From the kernel patch page below, list every email address that appears in the header lines.

------ Page ------

Sophie: kernel-2.6.18-238.el5 src

kernel-2.6.18-238.el5.src.rpm

From: AMEET M. PARANJAPE <aparanja@redhat.com>
Date: Sat, 7 Mar 2009 15:12:52 -0600
Subject: [misc] signal: modify locking to handle large loads
Message-id: 49B2E354.4010109@REDHAT.COM
O-Subject: Re: [PATCH RHEL5.4 BZ487376] Lapi takes too long to run
Bugzilla: 487376
RH-Acked-by: Oleg Nesterov <oleg@redhat.com>
RH-Acked-by: David Howells <dhowells@redhat.com>

RHBZ#:
======
https://bugzilla.redhat.com/show_bug.cgi?id=487376

Description:
===========
IBM's HPC Infiniband  Solution supports MPI and LAPI applications running on
multiple Power6 32-way CECs interconnected via an IB Switch. The customer's
scaling expectation is that they should be able to run 64 tasks (SMT mode) or
32-tasks (ST Mode) per CEC. When we tested our solution on RHEL5.3 we found
that many of our tests were often taking significantly longer to complete than
they should have. For example, a job that should complete in 5  minutes might
instead take 20 minutes, or in the worst case 1 hour. In short our HPC solution
did not scale when run on RHEL5.3. We can not GA our IB solution without these
scaling problems being resolved. The patch referenced in this bugzilla has
resolved these scaling problems.

RHEL Version Found:
================
RHEL 5.4

kABI Status:
============
No symbols were harmed.

Brew:
=====
Built on all platforms.
http://brewweb.devel.redhat.com/brew/taskinfo?taskID=1704010

Upstream Status:
================
GIT commit ID 3547ff3aefbe092ca35506c60c02e2d17a4f2199

Test Status:
============
A PPC system was setup with 2 test cases, mpi_collective and mpi_lapi, that
were slower before applying the kernel patch and faster with the kernel
patch
applied.  The comparison results are given below.

Execution times without the patch applied:
mpi_collective          1104 seconds
mpi_lapi                628 seconds

Execution times with patch applied:
mpi_collective          953 seconds
mpi_lapi                269 seconds

The collective communication test case is still slow, but I think that
can be attributed to running with cpu affinity.

===============================================================

diff --git a/kernel/signal.c b/kernel/signal.c
index 44391c7..493b8d2 100644
--- a/kernel/signal.c
+++ b/kernel/signal.c
@@ -2020,6 +2020,8 @@ static int do_tkill(int tgid, int pid, int sig)

------ Given information ------

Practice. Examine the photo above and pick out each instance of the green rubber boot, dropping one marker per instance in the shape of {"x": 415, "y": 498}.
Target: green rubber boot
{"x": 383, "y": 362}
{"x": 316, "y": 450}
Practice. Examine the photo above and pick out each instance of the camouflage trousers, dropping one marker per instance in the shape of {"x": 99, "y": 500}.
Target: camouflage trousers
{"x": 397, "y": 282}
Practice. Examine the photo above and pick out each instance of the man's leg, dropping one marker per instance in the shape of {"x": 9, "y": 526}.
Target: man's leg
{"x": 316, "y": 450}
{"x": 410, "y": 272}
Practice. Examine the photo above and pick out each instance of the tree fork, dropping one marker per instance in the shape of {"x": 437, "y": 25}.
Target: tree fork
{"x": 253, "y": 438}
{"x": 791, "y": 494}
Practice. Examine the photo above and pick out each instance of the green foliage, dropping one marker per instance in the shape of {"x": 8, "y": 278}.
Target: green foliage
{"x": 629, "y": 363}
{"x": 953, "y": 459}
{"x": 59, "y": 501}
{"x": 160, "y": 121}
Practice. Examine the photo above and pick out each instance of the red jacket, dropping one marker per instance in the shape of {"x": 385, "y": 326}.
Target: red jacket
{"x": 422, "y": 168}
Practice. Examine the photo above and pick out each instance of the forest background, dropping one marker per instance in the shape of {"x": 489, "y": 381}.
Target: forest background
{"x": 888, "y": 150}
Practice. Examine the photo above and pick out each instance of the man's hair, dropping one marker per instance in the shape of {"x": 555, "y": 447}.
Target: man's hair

------
------ Given information ------

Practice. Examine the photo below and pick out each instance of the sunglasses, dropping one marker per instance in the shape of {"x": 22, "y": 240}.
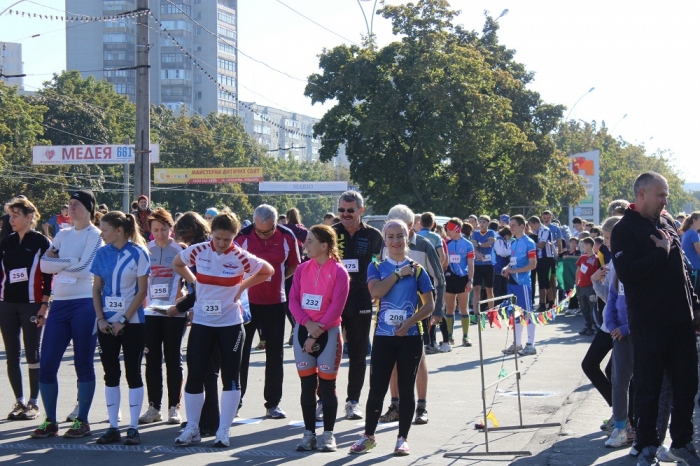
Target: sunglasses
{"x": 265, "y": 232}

------

Task solution →
aparanja@redhat.com
oleg@redhat.com
dhowells@redhat.com